Интервью с Евгением Рейном в "Литературной Газете"
Игорь Панин: К Евгению Рейну в Переделкино я приехал солнечным мартовским днём. Мэтр встречал меня на веранде своего дома, дымя сигаретой. Осведомившись, легко ли я добрался и сразу ли нашёл нужную улицу, он пригласил меня в дом, где мы проговорили несколько часов, отвлекаясь на перекуры или для того, чтобы выпить по рюмке коньяку. Впрочем, разговор плавно продолжался и за этими нехитрыми занятиями.– Евгений Борисович, вы отслеживаете современные тенденции в литературе, читаете стихи новомодных авторов в Интернете?
– Стараюсь отслеживать. Я ведь профессор Литинститута. Интернет, конечно, изменил ситуацию в нашей словесности. Тем не менее, на мой взгляд, литература – это явление профессиональное, которое до сих пор принадлежит письменности. Главным носителем литературы и по сей день является книга, печать. Что будет лет через 20, я предсказывать не берусь. Те авторы, что представляют для меня сейчас русскую литературу, особенно поэты, – это люди, которые печатаются в журналах, альманахах, издают книги. В годы моей молодости и чуть ли не до конца прошлого века существовала большая проблема утверждения себя в печати. Необходимо было туда как-то пробиваться, пройти через цензуру, через редактуру. При советской власти это была двойственная проблема. Существовали идеологическая блокада, цензура, но присутствовал здесь и позитивный момент, потому что отсеивались конкретные графоманы, ну и просто случайные люди. Теперь этого почти нет, особенно в Интернете, где каждый себе и автор, и редактор.

> _Сохранённые записи_
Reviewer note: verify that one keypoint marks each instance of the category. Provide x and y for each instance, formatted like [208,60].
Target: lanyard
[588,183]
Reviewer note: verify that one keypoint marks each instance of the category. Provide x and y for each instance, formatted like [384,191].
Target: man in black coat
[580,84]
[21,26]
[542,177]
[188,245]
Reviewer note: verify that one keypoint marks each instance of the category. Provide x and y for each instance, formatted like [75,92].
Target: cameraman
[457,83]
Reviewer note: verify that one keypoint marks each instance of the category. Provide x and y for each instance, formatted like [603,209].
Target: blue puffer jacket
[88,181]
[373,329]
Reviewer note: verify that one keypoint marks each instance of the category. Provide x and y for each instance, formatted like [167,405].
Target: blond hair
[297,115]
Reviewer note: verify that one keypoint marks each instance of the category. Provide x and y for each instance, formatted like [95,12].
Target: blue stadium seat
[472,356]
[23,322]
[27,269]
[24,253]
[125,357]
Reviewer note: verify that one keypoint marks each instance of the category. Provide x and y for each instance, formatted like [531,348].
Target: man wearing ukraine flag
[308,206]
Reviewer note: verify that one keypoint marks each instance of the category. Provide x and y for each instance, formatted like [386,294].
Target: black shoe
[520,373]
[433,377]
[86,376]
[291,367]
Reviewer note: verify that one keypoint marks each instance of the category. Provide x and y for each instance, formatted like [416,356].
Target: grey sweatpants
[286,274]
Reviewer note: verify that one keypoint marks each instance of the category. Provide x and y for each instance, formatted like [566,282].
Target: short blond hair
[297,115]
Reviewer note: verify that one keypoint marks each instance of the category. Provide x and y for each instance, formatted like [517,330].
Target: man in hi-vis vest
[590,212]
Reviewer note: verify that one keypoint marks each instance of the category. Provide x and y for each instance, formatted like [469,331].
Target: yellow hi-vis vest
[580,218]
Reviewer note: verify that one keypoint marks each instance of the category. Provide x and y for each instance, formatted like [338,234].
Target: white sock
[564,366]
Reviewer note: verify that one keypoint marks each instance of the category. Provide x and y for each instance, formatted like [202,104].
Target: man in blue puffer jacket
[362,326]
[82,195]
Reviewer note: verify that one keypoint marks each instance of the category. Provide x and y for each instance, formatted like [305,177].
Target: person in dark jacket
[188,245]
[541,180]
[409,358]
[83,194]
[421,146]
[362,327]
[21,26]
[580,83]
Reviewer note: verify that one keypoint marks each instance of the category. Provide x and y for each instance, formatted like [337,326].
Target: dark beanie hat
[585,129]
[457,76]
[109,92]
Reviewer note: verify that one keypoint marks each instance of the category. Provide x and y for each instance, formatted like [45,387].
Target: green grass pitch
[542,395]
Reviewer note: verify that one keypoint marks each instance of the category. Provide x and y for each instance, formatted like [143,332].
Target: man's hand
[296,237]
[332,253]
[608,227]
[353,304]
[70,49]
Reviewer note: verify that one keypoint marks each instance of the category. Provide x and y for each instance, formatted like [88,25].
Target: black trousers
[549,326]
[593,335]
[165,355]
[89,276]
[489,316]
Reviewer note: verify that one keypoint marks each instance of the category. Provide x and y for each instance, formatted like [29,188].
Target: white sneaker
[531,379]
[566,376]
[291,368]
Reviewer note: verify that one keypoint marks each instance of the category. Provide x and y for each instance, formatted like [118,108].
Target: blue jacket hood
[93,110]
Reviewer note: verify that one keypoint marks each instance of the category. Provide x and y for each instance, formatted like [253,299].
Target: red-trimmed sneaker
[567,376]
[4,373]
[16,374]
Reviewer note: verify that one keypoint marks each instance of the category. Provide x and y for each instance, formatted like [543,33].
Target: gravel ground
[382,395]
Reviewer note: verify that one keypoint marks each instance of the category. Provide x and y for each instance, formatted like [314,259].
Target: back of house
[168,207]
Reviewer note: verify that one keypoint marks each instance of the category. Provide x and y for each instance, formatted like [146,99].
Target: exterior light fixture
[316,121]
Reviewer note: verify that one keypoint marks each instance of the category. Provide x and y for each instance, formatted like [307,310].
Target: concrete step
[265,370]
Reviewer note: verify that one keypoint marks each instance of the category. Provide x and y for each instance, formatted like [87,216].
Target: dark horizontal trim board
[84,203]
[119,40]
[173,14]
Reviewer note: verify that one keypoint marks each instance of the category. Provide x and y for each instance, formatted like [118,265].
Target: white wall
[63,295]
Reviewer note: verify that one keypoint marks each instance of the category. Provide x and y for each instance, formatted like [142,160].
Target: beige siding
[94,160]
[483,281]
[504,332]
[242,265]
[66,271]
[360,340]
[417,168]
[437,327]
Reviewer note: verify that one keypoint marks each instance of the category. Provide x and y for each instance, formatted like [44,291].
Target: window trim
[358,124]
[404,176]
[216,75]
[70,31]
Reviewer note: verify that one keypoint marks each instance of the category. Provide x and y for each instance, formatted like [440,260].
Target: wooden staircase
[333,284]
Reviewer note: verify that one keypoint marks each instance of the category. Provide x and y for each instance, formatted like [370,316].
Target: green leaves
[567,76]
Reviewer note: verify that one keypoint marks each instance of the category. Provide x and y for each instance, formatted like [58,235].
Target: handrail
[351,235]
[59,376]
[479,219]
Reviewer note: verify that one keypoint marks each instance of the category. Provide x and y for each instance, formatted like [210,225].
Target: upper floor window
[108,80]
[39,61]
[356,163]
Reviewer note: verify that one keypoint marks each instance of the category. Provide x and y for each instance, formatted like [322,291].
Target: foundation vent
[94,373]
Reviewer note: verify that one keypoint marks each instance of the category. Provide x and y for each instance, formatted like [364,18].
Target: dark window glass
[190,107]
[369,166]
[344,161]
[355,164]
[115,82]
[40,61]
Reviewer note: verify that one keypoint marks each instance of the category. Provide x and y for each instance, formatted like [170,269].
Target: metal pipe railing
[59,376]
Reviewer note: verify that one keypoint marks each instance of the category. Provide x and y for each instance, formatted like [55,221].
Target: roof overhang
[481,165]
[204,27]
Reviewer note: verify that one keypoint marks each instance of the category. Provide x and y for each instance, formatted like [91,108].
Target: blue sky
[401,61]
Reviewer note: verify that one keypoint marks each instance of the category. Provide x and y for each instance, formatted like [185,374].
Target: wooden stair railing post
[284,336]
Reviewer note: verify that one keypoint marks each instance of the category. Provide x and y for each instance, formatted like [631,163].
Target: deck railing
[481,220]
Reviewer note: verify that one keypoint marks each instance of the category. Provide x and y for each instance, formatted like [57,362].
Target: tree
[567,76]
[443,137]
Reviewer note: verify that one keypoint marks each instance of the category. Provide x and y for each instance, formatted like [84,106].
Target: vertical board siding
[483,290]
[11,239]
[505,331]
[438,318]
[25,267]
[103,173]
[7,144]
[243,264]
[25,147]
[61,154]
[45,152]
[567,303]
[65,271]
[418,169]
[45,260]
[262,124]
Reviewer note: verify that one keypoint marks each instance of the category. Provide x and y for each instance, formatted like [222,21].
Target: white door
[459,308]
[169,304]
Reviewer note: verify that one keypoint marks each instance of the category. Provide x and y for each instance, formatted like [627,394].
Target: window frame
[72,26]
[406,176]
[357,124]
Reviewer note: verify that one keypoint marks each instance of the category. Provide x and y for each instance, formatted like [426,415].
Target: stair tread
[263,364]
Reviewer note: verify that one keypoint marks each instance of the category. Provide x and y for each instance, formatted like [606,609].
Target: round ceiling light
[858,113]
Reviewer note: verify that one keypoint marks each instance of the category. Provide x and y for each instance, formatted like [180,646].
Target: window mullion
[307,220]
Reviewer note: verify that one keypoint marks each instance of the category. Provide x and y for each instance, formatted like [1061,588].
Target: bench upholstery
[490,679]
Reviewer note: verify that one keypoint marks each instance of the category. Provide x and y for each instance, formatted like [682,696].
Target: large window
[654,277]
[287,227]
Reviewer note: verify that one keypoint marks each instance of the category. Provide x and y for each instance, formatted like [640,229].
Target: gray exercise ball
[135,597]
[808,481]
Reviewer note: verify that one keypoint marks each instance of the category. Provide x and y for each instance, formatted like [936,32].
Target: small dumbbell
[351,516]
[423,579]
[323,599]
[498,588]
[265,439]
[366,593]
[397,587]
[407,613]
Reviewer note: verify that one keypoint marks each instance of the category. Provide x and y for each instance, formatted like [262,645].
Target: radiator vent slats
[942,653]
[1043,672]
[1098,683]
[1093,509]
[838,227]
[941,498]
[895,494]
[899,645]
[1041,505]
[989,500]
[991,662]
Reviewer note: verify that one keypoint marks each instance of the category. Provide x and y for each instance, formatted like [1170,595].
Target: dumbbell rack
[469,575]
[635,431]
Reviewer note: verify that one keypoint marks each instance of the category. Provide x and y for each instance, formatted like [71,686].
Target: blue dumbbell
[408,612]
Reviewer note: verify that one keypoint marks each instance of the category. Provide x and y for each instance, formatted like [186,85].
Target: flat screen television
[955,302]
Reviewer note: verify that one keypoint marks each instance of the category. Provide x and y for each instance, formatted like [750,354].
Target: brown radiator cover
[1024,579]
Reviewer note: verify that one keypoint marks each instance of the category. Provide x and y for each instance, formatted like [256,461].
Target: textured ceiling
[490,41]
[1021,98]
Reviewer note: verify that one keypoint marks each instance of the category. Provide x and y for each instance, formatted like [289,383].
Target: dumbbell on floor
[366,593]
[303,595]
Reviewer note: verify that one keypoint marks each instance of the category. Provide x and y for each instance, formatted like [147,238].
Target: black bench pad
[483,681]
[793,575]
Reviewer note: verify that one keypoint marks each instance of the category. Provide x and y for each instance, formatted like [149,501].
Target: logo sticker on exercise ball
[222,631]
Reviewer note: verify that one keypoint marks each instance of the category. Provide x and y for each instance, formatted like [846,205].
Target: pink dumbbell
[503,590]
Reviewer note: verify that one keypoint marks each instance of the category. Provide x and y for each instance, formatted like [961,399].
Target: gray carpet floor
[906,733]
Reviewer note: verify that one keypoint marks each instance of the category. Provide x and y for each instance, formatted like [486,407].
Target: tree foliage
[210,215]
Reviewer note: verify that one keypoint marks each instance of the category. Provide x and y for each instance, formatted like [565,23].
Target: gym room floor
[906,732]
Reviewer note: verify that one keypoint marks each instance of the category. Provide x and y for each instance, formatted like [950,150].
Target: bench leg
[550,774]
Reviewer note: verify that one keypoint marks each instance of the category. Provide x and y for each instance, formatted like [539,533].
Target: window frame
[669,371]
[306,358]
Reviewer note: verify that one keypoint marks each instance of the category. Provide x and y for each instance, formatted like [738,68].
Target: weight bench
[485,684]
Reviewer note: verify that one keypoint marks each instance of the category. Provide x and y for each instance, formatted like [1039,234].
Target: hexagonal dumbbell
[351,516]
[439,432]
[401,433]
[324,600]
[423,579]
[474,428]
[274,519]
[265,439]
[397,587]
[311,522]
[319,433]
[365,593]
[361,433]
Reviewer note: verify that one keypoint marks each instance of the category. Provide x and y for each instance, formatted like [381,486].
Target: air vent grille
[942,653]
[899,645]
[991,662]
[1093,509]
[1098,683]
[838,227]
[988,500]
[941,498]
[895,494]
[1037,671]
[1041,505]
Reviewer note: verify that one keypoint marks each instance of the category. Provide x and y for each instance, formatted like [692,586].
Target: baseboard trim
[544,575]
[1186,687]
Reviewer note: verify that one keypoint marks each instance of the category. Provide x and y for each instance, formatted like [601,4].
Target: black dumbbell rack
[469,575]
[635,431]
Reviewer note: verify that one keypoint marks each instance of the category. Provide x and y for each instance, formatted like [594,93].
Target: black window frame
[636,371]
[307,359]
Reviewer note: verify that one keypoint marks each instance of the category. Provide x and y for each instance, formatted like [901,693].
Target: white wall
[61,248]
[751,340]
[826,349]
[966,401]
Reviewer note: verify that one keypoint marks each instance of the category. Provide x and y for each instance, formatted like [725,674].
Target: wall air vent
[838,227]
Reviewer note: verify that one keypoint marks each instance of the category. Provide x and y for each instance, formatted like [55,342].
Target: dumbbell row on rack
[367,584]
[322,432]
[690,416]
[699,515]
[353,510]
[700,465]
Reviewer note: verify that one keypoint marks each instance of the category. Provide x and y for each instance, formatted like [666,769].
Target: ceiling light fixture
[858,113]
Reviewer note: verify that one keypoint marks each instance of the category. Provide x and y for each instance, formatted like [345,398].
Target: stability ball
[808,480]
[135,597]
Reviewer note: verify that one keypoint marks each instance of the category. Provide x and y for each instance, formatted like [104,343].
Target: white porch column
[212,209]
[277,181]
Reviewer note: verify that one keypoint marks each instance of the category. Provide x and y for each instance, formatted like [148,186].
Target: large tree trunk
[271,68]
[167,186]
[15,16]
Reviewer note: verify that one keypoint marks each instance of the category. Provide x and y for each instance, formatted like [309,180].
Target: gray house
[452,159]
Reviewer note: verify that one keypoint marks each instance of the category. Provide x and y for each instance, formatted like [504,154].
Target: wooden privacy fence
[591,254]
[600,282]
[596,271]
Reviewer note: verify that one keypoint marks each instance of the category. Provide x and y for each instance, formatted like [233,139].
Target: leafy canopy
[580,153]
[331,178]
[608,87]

> _Задание_
Повторите дословно отрывок из интервью с Евгением Рейном, начиная со слов «Игорь Панин: К» и до слов «авторов в Интернете?» включительно. Записи для работы не понадобятся.

> _Ответ_
Игорь Панин: К Евгению Рейну в Переделкино я приехал солнечным мартовским днём. Мэтр встречал меня на веранде своего дома, дымя сигаретой. Осведомившись, легко ли я добрался и сразу ли нашёл нужную улицу, он пригласил меня в дом, где мы проговорили несколько часов, отвлекаясь на перекуры или для того, чтобы выпить по рюмке коньяку. Впрочем, разговор плавно продолжался и за этими нехитрыми занятиями.– Евгений Борисович, вы отслеживаете современные тенденции в литературе, читаете стихи новомодных авторов в Интернете?